* [OBJECTIF] Décale les coordonnées de chaque réponse en ajoutant 120 à chacun de leurs nombres, puis réécris toutes les lignes, y compris celles sans coordonnées, depuis la ligne contenant « One point marks each instance of the man's hand. » jusqu'à la dernière ligne des données, les deux incluses. Laisse les images de côté.
───── DONNÉES À TRAITER
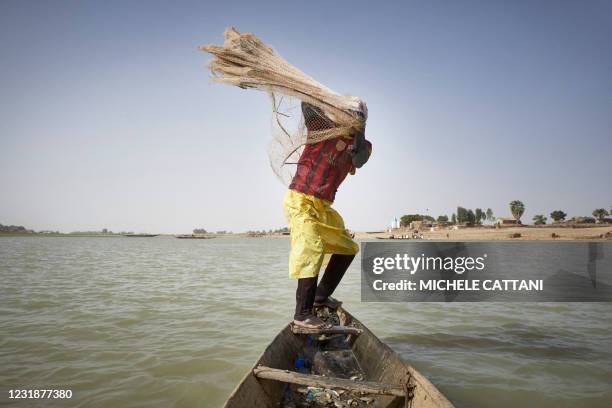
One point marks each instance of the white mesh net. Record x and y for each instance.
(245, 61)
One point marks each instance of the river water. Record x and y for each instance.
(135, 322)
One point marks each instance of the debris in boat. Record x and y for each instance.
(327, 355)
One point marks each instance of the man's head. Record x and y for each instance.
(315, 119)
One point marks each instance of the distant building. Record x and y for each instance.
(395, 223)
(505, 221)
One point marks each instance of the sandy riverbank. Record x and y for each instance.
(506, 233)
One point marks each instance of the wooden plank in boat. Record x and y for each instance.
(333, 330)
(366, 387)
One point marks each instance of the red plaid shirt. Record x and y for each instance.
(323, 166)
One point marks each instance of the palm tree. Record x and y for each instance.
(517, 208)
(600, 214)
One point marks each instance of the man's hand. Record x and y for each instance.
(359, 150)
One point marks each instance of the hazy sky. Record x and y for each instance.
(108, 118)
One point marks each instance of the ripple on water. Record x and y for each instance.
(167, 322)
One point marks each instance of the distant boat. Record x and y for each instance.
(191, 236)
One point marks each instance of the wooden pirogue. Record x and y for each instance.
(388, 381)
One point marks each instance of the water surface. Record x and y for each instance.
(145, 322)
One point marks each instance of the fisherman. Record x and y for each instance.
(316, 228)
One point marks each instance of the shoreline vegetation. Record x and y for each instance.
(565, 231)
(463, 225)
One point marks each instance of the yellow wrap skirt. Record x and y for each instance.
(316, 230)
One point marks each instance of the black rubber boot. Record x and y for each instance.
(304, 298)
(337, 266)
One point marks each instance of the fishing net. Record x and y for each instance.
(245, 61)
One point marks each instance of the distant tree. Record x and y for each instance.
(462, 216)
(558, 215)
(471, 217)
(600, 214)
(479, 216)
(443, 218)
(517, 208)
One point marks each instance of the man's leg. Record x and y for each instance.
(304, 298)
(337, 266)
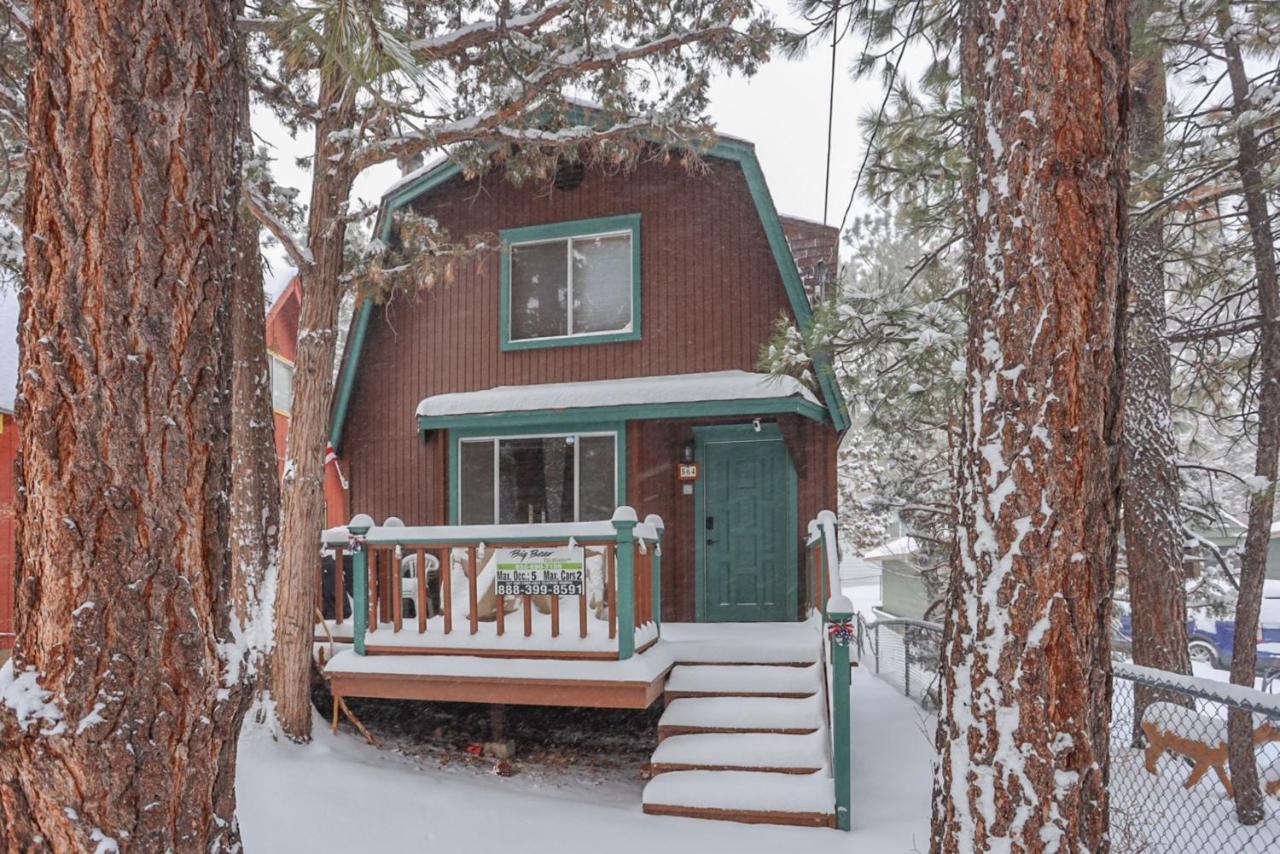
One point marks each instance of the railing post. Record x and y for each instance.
──────────
* [RÉSULTAT OBTENU]
One point marks each instance of the man's hand. Record x and y for each instance.
(479, 270)
One point marks each instance of the hazy sky. Record x and y for each instance.
(228, 238)
One point marks each instance of the ripple on water. Record x and y for each instance.
(287, 442)
One point marks each instance of the distant boat. Record x and y for each instance.
(311, 356)
One point marks each instance of the wooden pirogue. Record x and y for each instance.
(508, 501)
One point marks each instance of the water surface. Record x and y for each instance.
(265, 442)
One point marks each instance of the fisherman. Record x and y for each instance.
(436, 348)
One point marks each instance of the shoreline vegetation. Record x and y for each instance.
(685, 351)
(583, 345)
One point marks each instance of the yellow wrap skirt. Record x and y for each instance.
(436, 350)
One point marks each instance of the black rubber boot. Record x and y for each instance.
(424, 418)
(457, 386)
One point marks each instance of the fishing net. Record x and y for each instance.
(365, 181)
One point marks each instance of the distant tree. Record x and y for each instance.
(582, 336)
(678, 335)
(591, 337)
(720, 334)
(599, 336)
(563, 338)
(637, 328)
One point marks each instance of the man's leg. Record x and y for each instance.
(424, 418)
(457, 386)
One point marks each instance of the railing post. Record x and y for each instance.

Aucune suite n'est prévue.